Please give, word for word, the line containing "[pin] green foliage -- one per line" and every line that comes after it in the data below.
++++ Excerpted data
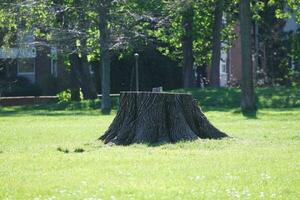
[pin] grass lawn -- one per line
(262, 161)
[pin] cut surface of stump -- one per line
(157, 117)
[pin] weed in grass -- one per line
(79, 150)
(63, 150)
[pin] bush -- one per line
(22, 87)
(64, 96)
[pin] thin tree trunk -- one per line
(105, 56)
(216, 44)
(256, 42)
(87, 79)
(75, 89)
(248, 98)
(187, 47)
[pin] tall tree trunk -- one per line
(75, 88)
(105, 56)
(187, 47)
(248, 98)
(87, 79)
(256, 54)
(216, 44)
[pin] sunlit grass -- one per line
(261, 161)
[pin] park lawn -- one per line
(261, 161)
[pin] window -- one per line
(26, 66)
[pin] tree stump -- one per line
(156, 117)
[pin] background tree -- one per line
(248, 97)
(216, 44)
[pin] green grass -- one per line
(54, 154)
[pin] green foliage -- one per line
(272, 97)
(64, 96)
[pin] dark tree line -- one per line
(191, 33)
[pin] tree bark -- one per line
(187, 47)
(75, 86)
(149, 117)
(87, 80)
(248, 98)
(104, 54)
(216, 44)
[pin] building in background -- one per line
(37, 63)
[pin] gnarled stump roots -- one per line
(148, 117)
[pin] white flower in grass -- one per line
(265, 176)
(261, 194)
(112, 197)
++++++++
◆ **Solution**:
[pin] green foliage -- one per line
(272, 97)
(64, 96)
[pin] dark tree line -- one per line
(191, 33)
[pin] tree bark -- one per line
(187, 47)
(75, 86)
(149, 117)
(87, 80)
(248, 98)
(104, 54)
(216, 44)
[pin] building in background -- one per line
(37, 63)
[pin] gnarled stump roots -- one per line
(148, 117)
[pin] white flower in grass -- one per line
(265, 176)
(261, 194)
(112, 197)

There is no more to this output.